**Passage given**
The major process steps were: 1) limiting the crops to be classified; 2) identification of a sample of crops growing at the time a satellite image is being acquired; 3) acquiring and preparing the images, including determination of the best time period during the growing season and number of images to use per classification; 4) creating distinctive signatures of the sampled crops based on spectral histograms and plots; and 5) processing the classification, determining specific field classifications and creating a test matrix to quantify results.

 

The project will continue with a third year of crop classification in all three counties during summer 2002.  Major objectives of the last year of the project will be to refine the field sampling process, determine the optimum number and acquisition times for the images, and improve the classification results.

Text Box: Figure 1.1:  Project Area 2.0  Project preparation

A major task of this project was defining the scope of work, the approach, and remote sensing technologies to employ.  What constituted a ‘major’ crop?  What level of image registration would be needed and how many images a season would be needed?  What is the best software with regard to training requirements and project application?  These were the first questions addressed, oftentimes with answers being refined well into the project.

2.1  Major Crops

There are numerous crops and crop varieties being grown in Franklin County, many of them in rotation with other crops, either during a single season or over several seasons.  The growth pattern of each of these varies considerably in terms of planting times, vegetation emergence, extent of vegetation cover through the season, and harvesting periods.  An initial step to determine which crops could be distinguished using satellite images was made using a Crop Curve, comparing the crop water use coefficient to seasonal dates. 

 

The Crop Curve was used to determine those time periods when there were major differences in vegetation growth between crops, thus increasing the software’s ability to distinguish between crops.  The Crop Curve showed the likely periods when alfalfa would be cut, when wheat would be harvested, when potatoes would have full vegetation, and more importantly, when these periods occurred relative to each other. The first Crop Curve included 15 crops, including two varieties each of corn and potatoes.  Figure 2.1 shows a second Crop Curve made using only 8 crops, attempting to better visualize the vegetation patterns of these crops.

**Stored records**
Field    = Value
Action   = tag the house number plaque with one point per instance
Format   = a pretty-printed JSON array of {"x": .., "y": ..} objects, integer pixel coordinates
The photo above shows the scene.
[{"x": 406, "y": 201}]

**Requirements**
- 1) According to the crop classification passage, how many crops did the first Crop Curve include?
- 2) Decide whether each statement agrees with the crop classification passage. Answer yes or no for each, quoting the words that decide it.
(a) The third year of crop classification covers all three counties in summer 2002.
(b) The second Crop Curve used more crops than the first.
(c) The Crop Curve compared the crop water use coefficient to seasonal dates.
- 3) Extend the crop classification passage, picking up after its final sentence.

**Answers to the exercise**
- 1) It included 15 crops, with two varieties each of corn and potatoes.

- 2)
(a) Yes: "The project will continue with a third year of crop classification in all three counties during summer 2002."
(b) No: "The first Crop Curve included 15 crops" and "Figure 2.1 shows a second Crop Curve made using only 8 crops."
(c) Yes: "comparing the crop water use coefficient to seasonal dates."

- 3)
 

Which crops to classify was also defined by economic importance, which related closely to yearly production acres and crop value.  At a minimum, ten crops were to be classified: alfalfa, irrigated wheat, dryland wheat, potatoes, corn, asparagus, orchard, vineyard, Conservation Reserve Program (CRP) and dryland fallow.  Other crops that would be added as possible were peas, onions and grass.

 

Text Box: Figure 2.1:  Crop Curve

2.2  Image Processing

When this project was first proposed to DOE in spring 1999 the cost of Landsat-TM, 30-meter resolution images was $4400 for the scene covering Franklin County.  The major advantage to TM images was the resolution and availability.  Landsat-5 acquires images continuously, returning to the same location every 16 days.  Since the onset of this project, Landsat-7 was launched and is collecting images on a similar 16-day schedule, offset from Landsat-5, so images are acquired by either Landsat-5 or Landsat-7 every 8 days.  Control of image handling has also changed from private to government, reducing the cost to $600 per image.

 

Imagery with better resolution (1 to 20 meter) can be acquired, but not as readily as Landsat, and at a much greater cost.  An added disadvantage to increased resolution is that the area of coverage decreases per image, again increasing the cost by increasing the number of images required.  The average size of a field in the three counties is 40 acres for irrigated, and 125 acres in the dryland areas.  A 30x30 meter pixel covers approximately 0.22 acres, sufficient to determine vegetation differences over the full size of cultivated fields.

 

Two remote sensing software packages have been used on this project.  The classification process began with ENVI, produced by Research Systems Inc.  This software provides extensive image enhancement and classification methods.  The software had difficulty, however, processing the vast amount of vector data necessary for the size of area covered by this project.  Imagine, produced by ERDASâ, was used to produce the final classifications, and has proven very capable of handling not only the area covered by Franklin County, but also the inclusion of Grant and Adams counties.

 

Image data contains records of the reflected radiance (light) from the earth’s surface in seven bands of the electromagnectic spectrum, one data value per band for each 30m2 pixel recorded.  This project used Supervised Classification with multispectral images.  Ground reference information was obtained by identifying a sample of the crops growing when the satellites were collecting images.  Images were combined from at least two time periods, and the ground reference information was used to generate distinct spectral statistics (signatures) from the image pixel values, representing distinct crops.

 

Selection of images was based on information derived from the Crop Curves and the availability of cloud-free images.

2.3  Cooperating Agencies

This project was greatly supported by the efforts of Travis Smith of Titan Systems – AverStar Group, and Dr. Joseph Means and Brandon Fitt of Oregon State University.  A grant from NASA Earth Science Enterprise provided to OSU allowed Dr. Means’ group to run a classification of Franklin county summer 2000 crops using data provided by the FCD.  This work detailed many of the process steps and was referred to when the FCD completed their classification.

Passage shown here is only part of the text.